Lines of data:
┌──

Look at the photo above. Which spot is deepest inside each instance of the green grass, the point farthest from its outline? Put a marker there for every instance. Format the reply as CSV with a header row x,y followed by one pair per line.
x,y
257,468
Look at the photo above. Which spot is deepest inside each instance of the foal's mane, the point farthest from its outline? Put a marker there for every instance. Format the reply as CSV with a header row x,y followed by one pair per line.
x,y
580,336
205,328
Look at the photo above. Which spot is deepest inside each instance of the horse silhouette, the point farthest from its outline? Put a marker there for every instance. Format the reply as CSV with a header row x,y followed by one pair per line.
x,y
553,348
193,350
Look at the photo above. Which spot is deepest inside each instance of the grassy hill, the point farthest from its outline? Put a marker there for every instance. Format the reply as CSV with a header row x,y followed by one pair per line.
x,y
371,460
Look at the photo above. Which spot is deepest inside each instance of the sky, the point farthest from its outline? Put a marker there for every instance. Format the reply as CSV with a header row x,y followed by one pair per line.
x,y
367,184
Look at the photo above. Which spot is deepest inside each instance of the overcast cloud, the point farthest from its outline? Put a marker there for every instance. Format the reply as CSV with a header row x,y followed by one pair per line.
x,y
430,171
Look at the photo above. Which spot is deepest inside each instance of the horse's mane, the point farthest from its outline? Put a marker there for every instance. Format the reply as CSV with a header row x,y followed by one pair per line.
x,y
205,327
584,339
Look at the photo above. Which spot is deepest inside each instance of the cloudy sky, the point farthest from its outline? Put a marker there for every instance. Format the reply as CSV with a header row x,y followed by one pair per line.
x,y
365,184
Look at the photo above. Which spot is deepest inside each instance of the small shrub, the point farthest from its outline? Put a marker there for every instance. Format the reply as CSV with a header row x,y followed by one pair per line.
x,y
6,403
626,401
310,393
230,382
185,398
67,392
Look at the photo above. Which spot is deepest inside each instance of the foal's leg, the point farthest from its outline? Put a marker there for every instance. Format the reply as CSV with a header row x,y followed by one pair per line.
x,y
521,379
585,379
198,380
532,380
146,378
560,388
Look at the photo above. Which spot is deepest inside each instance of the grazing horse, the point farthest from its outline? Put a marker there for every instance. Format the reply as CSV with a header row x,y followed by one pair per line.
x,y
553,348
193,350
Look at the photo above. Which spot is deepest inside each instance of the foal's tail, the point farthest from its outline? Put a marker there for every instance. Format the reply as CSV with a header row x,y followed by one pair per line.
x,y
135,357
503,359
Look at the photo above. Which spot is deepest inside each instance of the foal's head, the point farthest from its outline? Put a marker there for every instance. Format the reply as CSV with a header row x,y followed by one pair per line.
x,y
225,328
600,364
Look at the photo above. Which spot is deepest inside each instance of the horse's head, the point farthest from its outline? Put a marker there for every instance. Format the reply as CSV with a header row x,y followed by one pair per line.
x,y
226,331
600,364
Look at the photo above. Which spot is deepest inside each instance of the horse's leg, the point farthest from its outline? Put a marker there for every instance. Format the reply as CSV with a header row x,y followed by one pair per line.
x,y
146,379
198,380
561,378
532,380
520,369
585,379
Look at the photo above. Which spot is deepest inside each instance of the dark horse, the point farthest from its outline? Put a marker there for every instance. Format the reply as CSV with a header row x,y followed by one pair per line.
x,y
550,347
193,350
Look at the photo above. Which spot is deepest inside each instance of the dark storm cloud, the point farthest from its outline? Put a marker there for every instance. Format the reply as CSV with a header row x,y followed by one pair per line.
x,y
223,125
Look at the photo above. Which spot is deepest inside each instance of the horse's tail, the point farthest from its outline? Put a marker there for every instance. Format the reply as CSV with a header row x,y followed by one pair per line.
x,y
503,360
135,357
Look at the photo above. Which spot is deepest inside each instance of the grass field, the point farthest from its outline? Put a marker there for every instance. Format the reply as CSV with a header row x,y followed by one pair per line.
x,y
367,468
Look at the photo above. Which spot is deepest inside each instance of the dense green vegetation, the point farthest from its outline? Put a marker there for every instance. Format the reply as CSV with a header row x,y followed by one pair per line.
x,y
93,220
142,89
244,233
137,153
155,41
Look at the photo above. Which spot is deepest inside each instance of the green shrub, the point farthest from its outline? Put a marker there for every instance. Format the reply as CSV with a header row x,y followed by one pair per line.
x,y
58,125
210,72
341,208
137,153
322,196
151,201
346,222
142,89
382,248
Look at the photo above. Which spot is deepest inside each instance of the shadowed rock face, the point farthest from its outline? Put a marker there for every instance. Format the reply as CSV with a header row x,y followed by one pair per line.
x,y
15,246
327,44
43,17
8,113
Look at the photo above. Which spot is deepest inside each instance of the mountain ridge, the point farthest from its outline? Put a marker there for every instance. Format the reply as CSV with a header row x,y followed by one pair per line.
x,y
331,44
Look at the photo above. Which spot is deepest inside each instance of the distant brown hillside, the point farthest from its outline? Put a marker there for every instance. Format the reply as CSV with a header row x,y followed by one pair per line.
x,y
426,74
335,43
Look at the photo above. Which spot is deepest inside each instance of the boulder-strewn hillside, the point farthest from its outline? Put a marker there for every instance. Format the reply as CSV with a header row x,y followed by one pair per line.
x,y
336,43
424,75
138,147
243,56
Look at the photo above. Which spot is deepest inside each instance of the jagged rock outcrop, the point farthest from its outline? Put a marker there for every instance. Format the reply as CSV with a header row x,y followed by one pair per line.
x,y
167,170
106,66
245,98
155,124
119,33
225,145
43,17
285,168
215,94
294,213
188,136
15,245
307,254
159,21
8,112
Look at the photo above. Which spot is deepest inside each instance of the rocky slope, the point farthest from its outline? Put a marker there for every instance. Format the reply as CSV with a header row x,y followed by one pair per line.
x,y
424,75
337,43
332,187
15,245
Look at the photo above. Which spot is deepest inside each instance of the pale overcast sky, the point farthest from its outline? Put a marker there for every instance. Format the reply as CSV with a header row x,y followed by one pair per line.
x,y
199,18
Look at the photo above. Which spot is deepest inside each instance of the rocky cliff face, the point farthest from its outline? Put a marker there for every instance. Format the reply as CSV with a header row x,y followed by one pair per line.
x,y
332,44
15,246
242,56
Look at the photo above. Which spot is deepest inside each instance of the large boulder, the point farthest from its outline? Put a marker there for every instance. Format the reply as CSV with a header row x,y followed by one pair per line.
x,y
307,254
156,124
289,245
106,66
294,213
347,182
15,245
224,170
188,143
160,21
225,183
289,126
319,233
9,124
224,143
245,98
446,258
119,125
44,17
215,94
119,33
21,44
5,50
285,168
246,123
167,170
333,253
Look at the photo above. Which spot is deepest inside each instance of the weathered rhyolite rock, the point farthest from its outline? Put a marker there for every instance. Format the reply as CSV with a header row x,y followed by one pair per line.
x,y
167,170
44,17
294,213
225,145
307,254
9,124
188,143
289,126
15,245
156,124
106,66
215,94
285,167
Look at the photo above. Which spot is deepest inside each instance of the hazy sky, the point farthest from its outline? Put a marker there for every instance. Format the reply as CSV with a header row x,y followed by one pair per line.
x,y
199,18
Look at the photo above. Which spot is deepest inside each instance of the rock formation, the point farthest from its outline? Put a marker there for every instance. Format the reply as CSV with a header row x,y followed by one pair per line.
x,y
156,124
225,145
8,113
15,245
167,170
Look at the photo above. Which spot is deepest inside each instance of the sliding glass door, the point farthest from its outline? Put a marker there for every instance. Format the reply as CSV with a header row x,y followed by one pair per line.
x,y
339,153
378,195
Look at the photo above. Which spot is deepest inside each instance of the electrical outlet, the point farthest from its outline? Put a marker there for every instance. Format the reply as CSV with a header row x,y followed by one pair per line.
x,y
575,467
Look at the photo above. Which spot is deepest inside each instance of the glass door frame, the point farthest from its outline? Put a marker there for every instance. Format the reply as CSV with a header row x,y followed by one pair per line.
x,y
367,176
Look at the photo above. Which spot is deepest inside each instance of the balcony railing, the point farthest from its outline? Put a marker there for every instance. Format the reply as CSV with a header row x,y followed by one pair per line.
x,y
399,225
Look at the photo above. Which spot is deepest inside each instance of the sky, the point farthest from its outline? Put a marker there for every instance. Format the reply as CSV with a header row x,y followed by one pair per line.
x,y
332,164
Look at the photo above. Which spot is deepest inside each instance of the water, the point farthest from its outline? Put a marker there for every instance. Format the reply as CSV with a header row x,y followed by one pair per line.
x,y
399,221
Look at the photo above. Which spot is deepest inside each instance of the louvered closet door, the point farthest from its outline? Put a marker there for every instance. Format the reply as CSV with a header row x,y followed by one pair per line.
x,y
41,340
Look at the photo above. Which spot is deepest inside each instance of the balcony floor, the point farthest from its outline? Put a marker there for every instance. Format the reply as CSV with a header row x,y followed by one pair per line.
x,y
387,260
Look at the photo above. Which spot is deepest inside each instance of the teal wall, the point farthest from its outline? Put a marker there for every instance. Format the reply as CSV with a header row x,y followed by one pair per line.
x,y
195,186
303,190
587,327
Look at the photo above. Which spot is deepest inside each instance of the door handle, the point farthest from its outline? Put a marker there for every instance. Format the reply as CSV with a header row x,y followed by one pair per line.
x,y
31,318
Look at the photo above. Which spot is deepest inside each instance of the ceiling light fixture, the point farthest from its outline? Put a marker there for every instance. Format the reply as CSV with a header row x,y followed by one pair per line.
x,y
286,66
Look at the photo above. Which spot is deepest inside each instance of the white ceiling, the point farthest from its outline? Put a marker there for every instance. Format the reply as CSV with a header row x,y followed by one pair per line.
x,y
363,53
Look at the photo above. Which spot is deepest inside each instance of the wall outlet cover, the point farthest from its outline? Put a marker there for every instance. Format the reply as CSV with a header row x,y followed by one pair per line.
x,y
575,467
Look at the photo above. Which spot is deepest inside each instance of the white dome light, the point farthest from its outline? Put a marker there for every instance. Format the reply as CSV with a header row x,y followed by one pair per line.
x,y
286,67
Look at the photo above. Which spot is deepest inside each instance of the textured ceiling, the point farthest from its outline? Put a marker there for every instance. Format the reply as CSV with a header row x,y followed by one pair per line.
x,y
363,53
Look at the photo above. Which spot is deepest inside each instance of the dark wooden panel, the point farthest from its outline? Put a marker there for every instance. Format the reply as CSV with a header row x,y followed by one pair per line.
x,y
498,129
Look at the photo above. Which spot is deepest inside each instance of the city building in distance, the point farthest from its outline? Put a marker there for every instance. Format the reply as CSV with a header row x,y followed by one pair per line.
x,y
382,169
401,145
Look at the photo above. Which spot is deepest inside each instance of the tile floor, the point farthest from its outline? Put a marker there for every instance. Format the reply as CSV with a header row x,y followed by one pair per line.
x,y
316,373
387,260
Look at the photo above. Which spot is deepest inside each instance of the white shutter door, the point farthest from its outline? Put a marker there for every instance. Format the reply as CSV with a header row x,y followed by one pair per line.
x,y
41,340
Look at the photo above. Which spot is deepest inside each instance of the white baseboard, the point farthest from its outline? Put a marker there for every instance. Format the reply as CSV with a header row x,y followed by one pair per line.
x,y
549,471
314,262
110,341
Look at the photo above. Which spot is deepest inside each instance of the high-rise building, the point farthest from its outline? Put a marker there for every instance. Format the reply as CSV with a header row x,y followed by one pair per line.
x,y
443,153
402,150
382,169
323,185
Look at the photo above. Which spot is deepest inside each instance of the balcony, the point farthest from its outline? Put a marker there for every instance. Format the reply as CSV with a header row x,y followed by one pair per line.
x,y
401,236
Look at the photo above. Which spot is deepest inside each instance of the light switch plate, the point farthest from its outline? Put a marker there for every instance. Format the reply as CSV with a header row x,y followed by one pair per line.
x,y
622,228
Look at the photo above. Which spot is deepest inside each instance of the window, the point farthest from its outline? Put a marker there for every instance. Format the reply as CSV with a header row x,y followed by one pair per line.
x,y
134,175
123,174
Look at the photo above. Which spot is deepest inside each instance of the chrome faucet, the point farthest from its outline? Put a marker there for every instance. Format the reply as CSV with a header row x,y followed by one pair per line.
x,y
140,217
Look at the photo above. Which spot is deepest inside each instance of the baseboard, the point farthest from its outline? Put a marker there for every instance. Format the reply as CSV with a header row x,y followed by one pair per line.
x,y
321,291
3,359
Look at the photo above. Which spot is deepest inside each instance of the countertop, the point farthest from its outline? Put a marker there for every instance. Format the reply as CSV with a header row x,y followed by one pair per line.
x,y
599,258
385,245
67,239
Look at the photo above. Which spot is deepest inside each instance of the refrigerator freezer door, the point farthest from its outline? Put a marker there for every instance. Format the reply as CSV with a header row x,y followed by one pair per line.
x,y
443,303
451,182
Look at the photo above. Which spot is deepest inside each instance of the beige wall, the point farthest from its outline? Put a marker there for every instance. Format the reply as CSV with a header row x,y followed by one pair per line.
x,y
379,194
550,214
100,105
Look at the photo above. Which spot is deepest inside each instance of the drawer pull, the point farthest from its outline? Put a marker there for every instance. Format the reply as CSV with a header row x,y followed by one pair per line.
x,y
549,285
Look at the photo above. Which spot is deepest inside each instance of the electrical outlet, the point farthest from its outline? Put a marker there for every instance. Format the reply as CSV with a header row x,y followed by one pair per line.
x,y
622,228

└──

## Goal
The lines to quote run from the one containing "of the drawer" through the final line of the material above; please give them exactly, both ends included, and nothing else.

## The solution
Look at the photo above. Which spot is deepest inside each instance of the drawer pull, the point farthest from its outline? Put a marker there for every instance. Format the reply as CSV with a header row x,y followed by one pair per line.
x,y
549,285
Look at the photo above. Which spot is deepest inside each instance of the electrical outlet, the point farthest from its outline? Put a marker there for every instance. Format the reply as CSV with a header row x,y followed by one pair per line.
x,y
622,228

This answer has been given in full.